== Task directions ==
Edit the consciousness essay by restating the stretch from "As a baby, your" through "had no thoughts." with "cravings" replaced by "longings".

== Source extract ==
VII
THE DANCE OF CONSCIOUSNESS
Consciousness is a phenomenon which most everyone
experiences but no one understands.
Webster's defines consciousness as,
“the state of being aware of one's own existence,
sensations, thoughts, surroundings, etc.”
This definition reflects the limitations of the
thousands of philosophers holding sinecure in worldwide
universities for centuries, whose salaries would have been
better spent on perfecting moustache wax.
These guys still confuse the precursors to consciousness
with the phenomenon itself.
While sensations and awareness of one's surroundings
may be necessary to develop consciousness, they are not it.
Insects and animals are all aware of their surroundings,
often with better senses than ours. They are also aware of
themselves. Rover may get frustrated looking for the mutt
behind the mirror, but when something itches he knows where
to scratch.
Digital computers are more aware of their
“thoughts” than are human beings. The central
processor (CPU) of a computer selects and executes its
instructions deliberately, and can produce a list of every one.
Humans cannot account for their own neurological activity with
remotely similar precision.
If humans are really aware of their own thoughts, why do so
many hire a shrink to tell them what they are really thinking?
Some folks may have difficulty defining consciousness
because they keep pets and cannot abide the idea that Rover,
Fluffy, and Little Anthrax are only cute little machines with
no more consciousness than a toaster. They want a definition of
consciousness sloppy enough to include Mickey Mouse and their
favorite critters and ensure the propagation of more
Disney-programmed anthropomorphic confusion.
This text uses the word consciousness in a
specific and narrow sense:
Consciousness is the awareness of being aware.
Although we typically find it in humans, consciousness does
not necessarily come with the territory. It is absent in
very young children, makes fleeting appearances thereafter, and
has been known to disappear entirely.
Consciousness can be temporarily shut off during open skull
surgery with a low voltage electrode at the right spot, or
permanently isolated to a single brain hemisphere by severing
the inter-hemisphere connections. It can be inadvertently
eradicated in neurosurgery without anyone identifying what's
missing.
From the mathematical perspective, consciousness might be
regarded as a second derivative of sensation.
The Development of Human Consciousness
You were not conscious from birth. You have no memories
from the first two years after your birth because, unless you
are a super-genius, you were not conscious then. You will have
few memories of the next three or four years, because
consciousness was only beginning to develop then. During the
early years of your existence you had no conscious control over
your life. Now you have some. Consider how you got here from
there.
As a baby, your brain received input. Some of this was
constant (same mother, same environment, etc.) and some was
varied. Even the “constant” information was dynamic
in nature. Your mother's face changed as she spoke and moved.
Her colors and shadings changed as daytime progressed into
night. Her expression reflected her mood. You learned to
recognize the constants amid the variables.
You also learned to control some input. If you cried, mother
appeared bearing a flesh or rubber nipple from which food
materialized— or she wiped your little butt. Your body
had needs, discomforts, and cravings, but you had no thoughts.

== Supplied information ==

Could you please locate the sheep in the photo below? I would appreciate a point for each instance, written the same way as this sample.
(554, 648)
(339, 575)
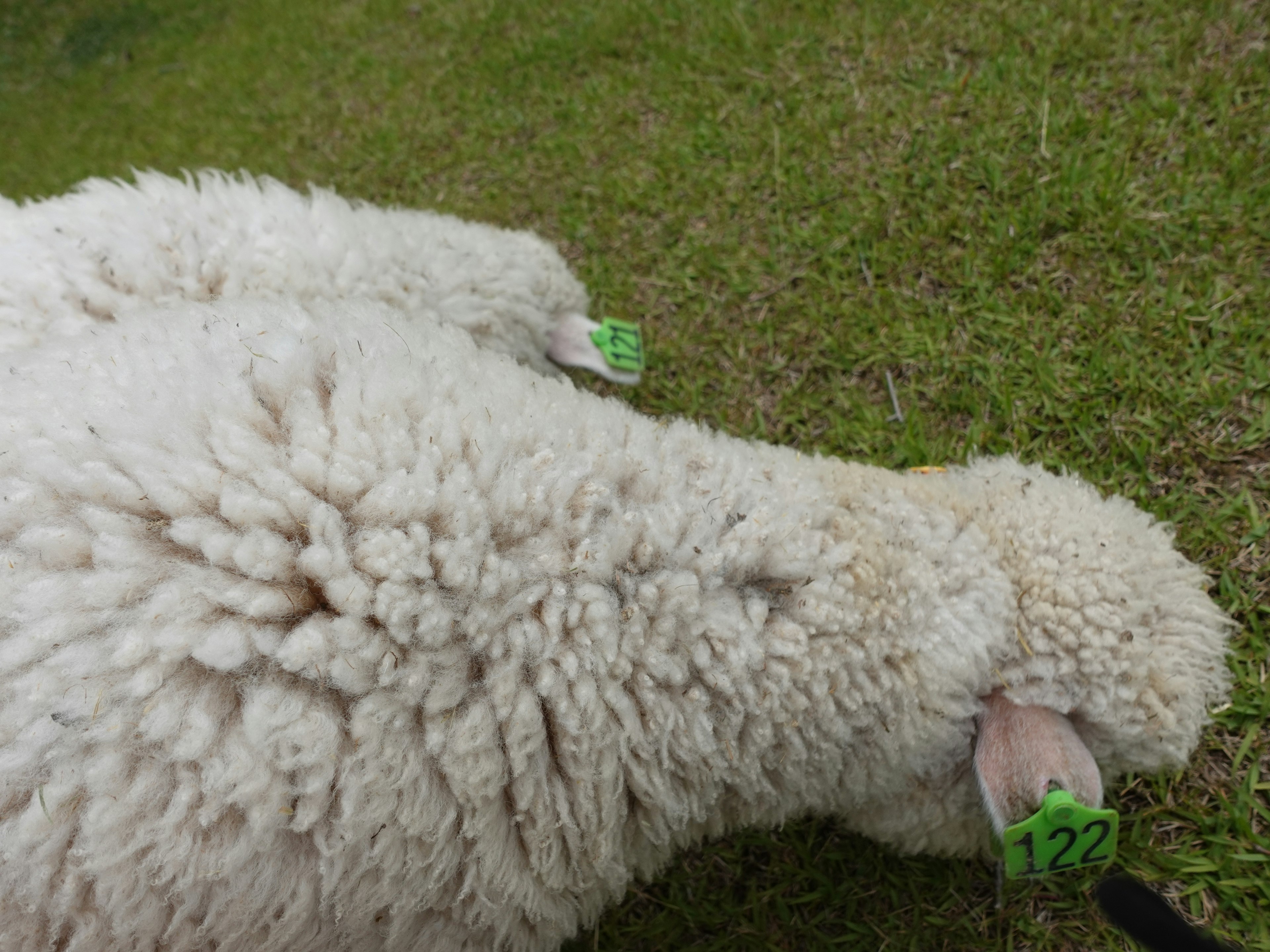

== Solution to this exercise ==
As a baby, your brain received input. Some of this was
constant (same mother, same environment, etc.) and some was
varied. Even the “constant” information was dynamic
in nature. Your mother's face changed as she spoke and moved.
Her colors and shadings changed as daytime progressed into
night. Her expression reflected her mood. You learned to
recognize the constants amid the variables.
You also learned to control some input. If you cried, mother
appeared bearing a flesh or rubber nipple from which food
materialized— or she wiped your little butt. Your body
had needs, discomforts, and longings, but you had no thoughts.